▸ INFORMATION GIVEN
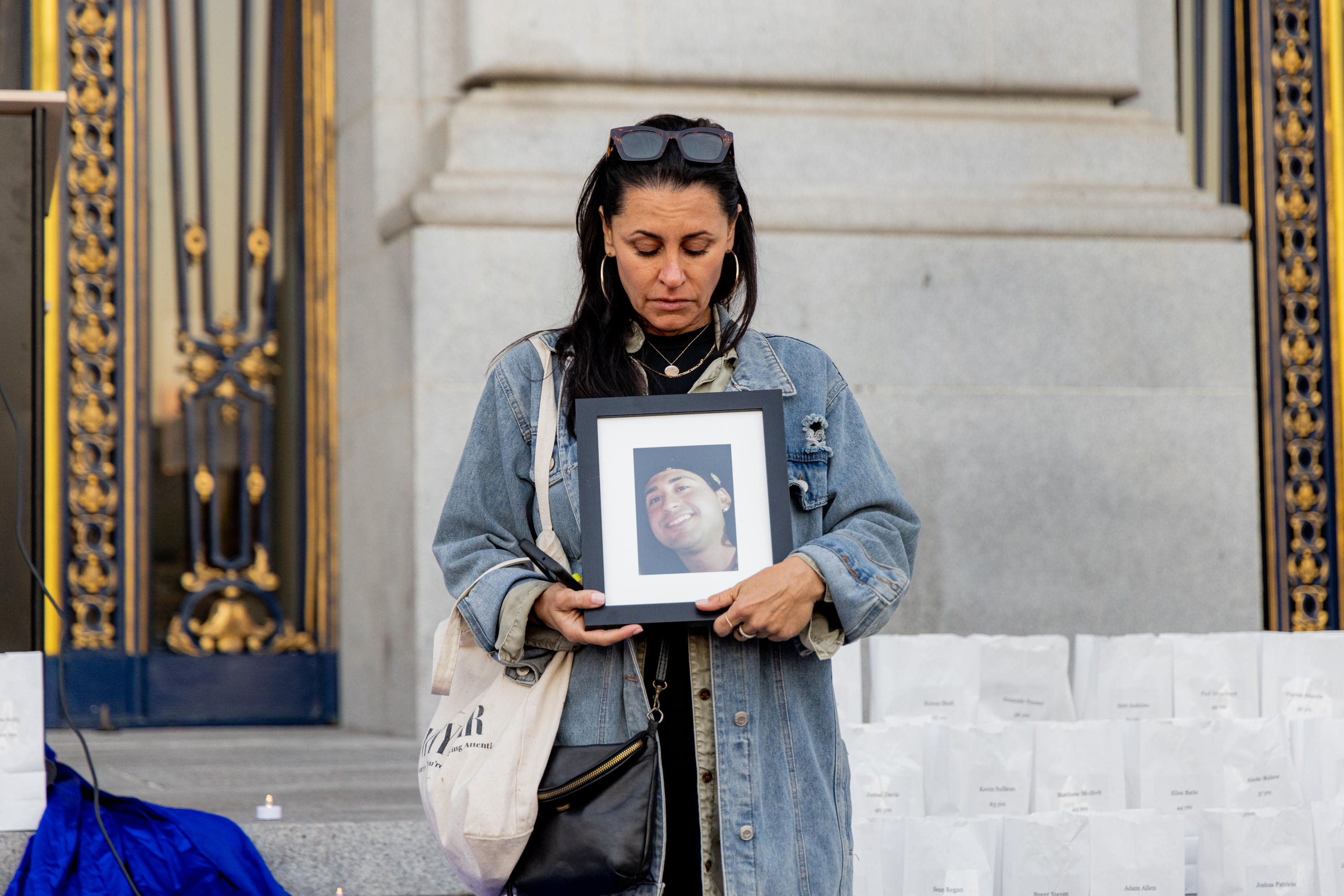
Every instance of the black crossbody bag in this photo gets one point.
(594, 824)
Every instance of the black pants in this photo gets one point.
(681, 777)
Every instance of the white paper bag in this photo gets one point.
(982, 769)
(1139, 851)
(847, 682)
(867, 856)
(1180, 766)
(1303, 675)
(952, 857)
(925, 675)
(1080, 766)
(1215, 676)
(1025, 679)
(1046, 853)
(23, 767)
(1328, 835)
(1127, 677)
(886, 769)
(1264, 852)
(1258, 770)
(1319, 747)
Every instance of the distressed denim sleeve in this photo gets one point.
(869, 546)
(490, 506)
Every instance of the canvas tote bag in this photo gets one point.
(491, 737)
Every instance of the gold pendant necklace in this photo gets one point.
(671, 371)
(675, 371)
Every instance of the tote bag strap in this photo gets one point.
(543, 448)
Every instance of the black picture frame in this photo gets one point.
(586, 416)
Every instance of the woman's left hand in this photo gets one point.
(775, 604)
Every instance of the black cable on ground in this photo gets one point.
(61, 652)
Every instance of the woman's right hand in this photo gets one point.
(562, 609)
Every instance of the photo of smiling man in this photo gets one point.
(686, 519)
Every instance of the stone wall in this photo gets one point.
(980, 210)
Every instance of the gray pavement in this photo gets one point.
(353, 816)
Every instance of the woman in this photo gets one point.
(687, 508)
(756, 796)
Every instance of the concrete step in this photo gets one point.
(353, 816)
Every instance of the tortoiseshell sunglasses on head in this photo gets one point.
(642, 143)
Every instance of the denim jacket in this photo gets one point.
(783, 773)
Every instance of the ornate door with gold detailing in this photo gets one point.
(197, 297)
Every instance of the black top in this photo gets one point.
(682, 863)
(691, 359)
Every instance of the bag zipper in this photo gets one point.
(601, 770)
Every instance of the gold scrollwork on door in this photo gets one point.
(92, 338)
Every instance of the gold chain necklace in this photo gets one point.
(671, 370)
(672, 367)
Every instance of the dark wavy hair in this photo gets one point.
(593, 343)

▸ SET EXERCISE
Please write out all of the material above again, swapping "gets one point" for "receives one point" and changing nothing else. Leave the pictures out.

▸ ANSWER TO THE PROBLEM
Every instance of the black crossbody bag in this photo receives one point.
(594, 824)
Every instance of the black pants in this photo receives one point.
(681, 777)
Every instance of the white paper bag in this photo receives one point.
(982, 769)
(1139, 851)
(847, 682)
(867, 856)
(1180, 766)
(1303, 675)
(952, 857)
(925, 675)
(1080, 766)
(1215, 676)
(1025, 679)
(1046, 853)
(23, 767)
(1328, 835)
(1127, 677)
(886, 769)
(1264, 852)
(1258, 770)
(1319, 747)
Every instance of the distressed denim sleeve in this photo receives one point.
(869, 546)
(490, 506)
Every instance of the canvas tote bag in this photo receives one point.
(491, 737)
Every instance of the gold pendant necklace in this photo receives one point.
(671, 371)
(675, 371)
Every instance of the tote bag strap in this photo receives one point.
(543, 448)
Every instance of the black picture frame in this photo receives one point.
(586, 416)
Every instance of the woman's left hand in this photo receives one point.
(775, 604)
Every instance of the black cable on ground in this photo receives one point.
(61, 652)
Every instance of the woman's right hand in this photo receives one point.
(562, 609)
Every instance of the photo of smiling man in this photo receives one point.
(686, 519)
Every instance of the stone wall in this photo receives one point.
(980, 210)
Every instance of the gray pavement in this photo receives one point.
(353, 816)
Every instance of the woman in this photo receives one point.
(687, 508)
(756, 796)
Every instance of the concrete step in this photo receives one point.
(353, 816)
Every instance of the tortoiseshell sunglasses on head in this photo receives one point.
(642, 143)
Every instance of the denim jacket in this photo receives one point.
(783, 773)
Every instance of the ornate door with gold detailing in this photo receives one point.
(197, 297)
Every instance of the black top in this photo receives one point.
(682, 863)
(691, 359)
Every instance of the bag zipper in this photo receives one point.
(601, 770)
Every instance of the gold scrollwork on door in this photo receives one point.
(92, 338)
Every instance of the gold chain necklace in this photo receives one point.
(671, 370)
(672, 367)
Every instance of the dark wavy hair in this photo receives one point.
(593, 343)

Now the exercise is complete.